Gerechtigkeitskonflikte und Normentwicklung: Meine Doktorarbeit ist bei Springer VS erschienen

Auf der Suche nach einem Pageturner für den Sommerurlaub? Interessiert an einer Geschichte über Diplomatie, Streit & die Frage nach Gerechtigkeit für bedrohte Menschen, aber auch nach Gerechtigkeit zwischen Staaten? Die geringfügig überarbeitete Fassung meiner Doktorarbeit „Gerechtigkeitskonflikte und Normentwicklung. Die internationale Umstrittenheit der Responsibility to Protect“ ist nun bei Springer VS erschienen.

▶ **BEREITGESTELLTES MATERIAL**
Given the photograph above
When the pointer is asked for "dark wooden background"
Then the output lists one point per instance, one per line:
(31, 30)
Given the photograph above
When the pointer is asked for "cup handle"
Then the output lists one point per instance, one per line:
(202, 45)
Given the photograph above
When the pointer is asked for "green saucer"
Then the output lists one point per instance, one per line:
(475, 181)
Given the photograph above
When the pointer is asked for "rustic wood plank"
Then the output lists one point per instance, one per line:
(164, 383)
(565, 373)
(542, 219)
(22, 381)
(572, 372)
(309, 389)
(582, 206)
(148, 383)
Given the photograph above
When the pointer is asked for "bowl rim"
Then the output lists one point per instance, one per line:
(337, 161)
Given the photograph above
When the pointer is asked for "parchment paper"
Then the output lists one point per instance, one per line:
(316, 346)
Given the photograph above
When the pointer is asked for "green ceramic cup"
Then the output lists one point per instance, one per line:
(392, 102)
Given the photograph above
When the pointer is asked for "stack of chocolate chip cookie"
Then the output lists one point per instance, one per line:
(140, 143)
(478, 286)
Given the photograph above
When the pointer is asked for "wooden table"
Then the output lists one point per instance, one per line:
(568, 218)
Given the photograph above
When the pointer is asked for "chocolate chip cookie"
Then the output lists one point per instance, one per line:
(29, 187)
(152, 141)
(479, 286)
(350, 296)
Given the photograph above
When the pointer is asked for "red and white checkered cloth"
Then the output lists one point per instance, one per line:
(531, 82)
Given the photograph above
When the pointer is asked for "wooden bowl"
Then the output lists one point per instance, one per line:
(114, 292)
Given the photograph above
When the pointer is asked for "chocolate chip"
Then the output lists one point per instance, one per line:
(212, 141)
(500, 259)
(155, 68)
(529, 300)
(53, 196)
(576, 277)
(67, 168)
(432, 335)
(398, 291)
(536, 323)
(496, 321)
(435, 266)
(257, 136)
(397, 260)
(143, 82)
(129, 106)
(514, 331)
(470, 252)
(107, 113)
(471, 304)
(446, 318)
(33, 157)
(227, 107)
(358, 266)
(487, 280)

▶ **ÜBUNGSAUFGABEN**
1. Gib an, wie viele Zeilen der Datensätze die Zeichenfolge „cookie“ enthalten, und nenne nur die Zahl.
2. Schreib die Ankündigung der Doktorarbeit über die Responsibility to Protect nach ihrem letzten Satz weiter.
Text und Datensätze sind voneinander unabhängiges Material.

▶ **GELÖSTE AUFGABEN**
1. 2

2.
Gegenstand der Arbeit

Die Forschung in den Internationalen Beziehungen hat sich in den letzten Jahren vermehrt mit der Umstrittenheit internationaler Normen beschäftigt. Dabei wurde jedoch die Rolle von Gerechtigkeitskonflikten kaum berücksichtigt. Dieses Ausblenden der Rolle von Gerechtigkeit verwundert. Schließlich ist die Frage nach Gerechtigkeit ein zentraler Aspekt vieler politischer Debatten. Die Frage nach einer universellen internationalen Ethik und der damit verknüpften Handlungsimplikationen sind ein zentraler Diskussionsgegenstand der politische Theorie und der Moralphilosophie. Im Hinblick auf die globale Ebene nimmt in dieser Diskussion das Verhältnis von Souveränität und Menschenrechten einen zentralen Platz ein. Gerade auch in Debatten in den Vereinten Nationen.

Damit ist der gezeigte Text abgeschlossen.